O jogo estava cercado de polêmicas. No ano anterior, um decreto de Getúlio Vargas dizia que toda sociedade que mostrasse, pelo nome, simpatia pela Itália ou pela Alemanha deveria procurar outra nomenclatura. Foi assim que o Germânia virou Pinheiros, Palestra Itália-MG se tornou Cruzeiro e Palestra Itália-SP se tornou Palmeiras. Os palmeirenses diziam que foi tudo armação do São Paulo, que aproveitou-se do sentimento de revolta contra Hitler e Mussolini e queria tomar o estádio Palestra Itália para si.
O jogo terminou em 0 a 0. O título era são paulino, e teve até carro alegórico, com uma moeda gigante parada em pé.
Depois do título em 1943, vieram outros, em 45, 46, 48 e 49. de 1943 a 1947, o São Paulo atuou em 101 jogos, sendo 77 vitórias, 18 empates e 6 derrotas. Dentre tantas vitórias, uma serviu para amenizar a perda do título de 1944.
A vítima foi o Santos, que caiu por 9 a 1, de virada. Solar marcou pelo Santos, enquanto Pardal, aos 27 e 38, e Remo, aos 42, viraram ainda no primeiro tempo. Depois, o São Paulo realmente começou a trucidar o adversário. Tim aos 3, Luizinho aos 11, Tim aos 17, Luizinho aos 27, Sastre aos 37 e Remo aos 42 mostraram sua força. O goleiro Joãozinho e o zagueiro Gradim, abalados pela lavada, saíram do time. Foram defender o Jabaquara. E se arrependeram.
Em 14 de julho de 1945, entraram novamente para a história. Foi a maior goleada da história do Pacaembu. 12 a 1. Leônidas fez quatro gols, Teixeirinha três, Remo quatro e Barrios completou. Quando o time perdia por 8 a 0, Radim fez o gol de honra de seu time. Nesse ano, o Tricolor ganharia o Paulistão com 16 vitórias, dois empates e uma derrota. Em 1946, houveram muitas mudanças, e a principal delas foi a saída de Zezé Procópio, parceiro de Leônidas na Copa de 1938, e a efetivação de Bauer, maior revelação da história do São Paulo, como titular. Formou com Rui e Noronha a melhor intermediária da época.
O título veio na última rodada. Em caso de vitória, ganharia o título. Um empate lhes dava um jogo extra contra o Corinthians, e com uma derrota o título ficava com o Alvinegro. O adversário era o Palmeiras. Luizinho, um dos ídolos são paulinos, jogava no São Paulo da Floresta de 1930 a 1934. Quando este se extinguiu, foi defender o Palmeiras. Em 1940, voltou para o São Paulo. E passou a ser odiado por palmeirenses. Luizinho era baixinho, veloz e com bom chute, além de muito temperamental. Logo aos quinze minutos, atingiu o goleiro Oberdan e uma grande briga tomou conta do Pacaembu. Luizinho, Remo, Villadoniga e Og Moreira foram expulsos. Dois a menos para cada lado. Não foi bem assim.

* **DADOS FORNECIDOS**:
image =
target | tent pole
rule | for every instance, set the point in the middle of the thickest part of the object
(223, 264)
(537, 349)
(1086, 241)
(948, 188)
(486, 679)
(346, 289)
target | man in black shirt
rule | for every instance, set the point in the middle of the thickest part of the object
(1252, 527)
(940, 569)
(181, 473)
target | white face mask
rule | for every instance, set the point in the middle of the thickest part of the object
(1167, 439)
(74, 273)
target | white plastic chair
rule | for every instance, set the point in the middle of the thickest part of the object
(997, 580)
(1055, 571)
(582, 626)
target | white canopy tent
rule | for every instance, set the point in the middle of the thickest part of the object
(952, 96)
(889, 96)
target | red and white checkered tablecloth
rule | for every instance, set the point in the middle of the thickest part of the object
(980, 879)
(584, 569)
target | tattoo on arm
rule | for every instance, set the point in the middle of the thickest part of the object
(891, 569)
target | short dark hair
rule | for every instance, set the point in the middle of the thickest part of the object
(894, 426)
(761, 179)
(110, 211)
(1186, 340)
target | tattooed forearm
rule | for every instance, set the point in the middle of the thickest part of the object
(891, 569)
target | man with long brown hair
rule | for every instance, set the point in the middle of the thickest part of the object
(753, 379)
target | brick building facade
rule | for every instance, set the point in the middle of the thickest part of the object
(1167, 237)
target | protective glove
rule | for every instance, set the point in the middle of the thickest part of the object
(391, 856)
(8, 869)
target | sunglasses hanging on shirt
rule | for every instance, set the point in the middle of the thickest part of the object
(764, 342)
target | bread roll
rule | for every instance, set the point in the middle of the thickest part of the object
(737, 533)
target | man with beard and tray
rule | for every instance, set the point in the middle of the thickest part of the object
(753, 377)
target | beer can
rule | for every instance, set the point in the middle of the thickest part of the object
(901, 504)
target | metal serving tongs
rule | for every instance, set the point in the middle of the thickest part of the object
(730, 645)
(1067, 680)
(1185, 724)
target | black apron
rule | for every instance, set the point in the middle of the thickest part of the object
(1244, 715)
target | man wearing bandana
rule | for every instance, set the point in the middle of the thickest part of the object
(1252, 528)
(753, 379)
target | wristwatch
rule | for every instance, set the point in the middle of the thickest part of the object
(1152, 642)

* **EXERCÍCIOS PROPOSTOS**:
1 > Segundo o artigo sobre a história do São Paulo, quais jogadores foram expulsos depois da briga no Pacaembu? Liste todos.
2 > Edite as entradas, começando na linha que contém "target | man wearing bandana" e terminando no fim das entradas. Substitua "thickest part" por "widest part" e mantenha todo o resto inalterado.
O artigo e as entradas são materiais independentes entre si.

* **RESPOSTAS**:
1 > Luizinho, Remo, Villadoniga e Og Moreira.

2 >
target | man wearing bandana
rule | for every instance, set the point in the middle of the widest part of the object
(1252, 528)
(753, 379)
target | wristwatch
rule | for every instance, set the point in the middle of the widest part of the object
(1152, 642)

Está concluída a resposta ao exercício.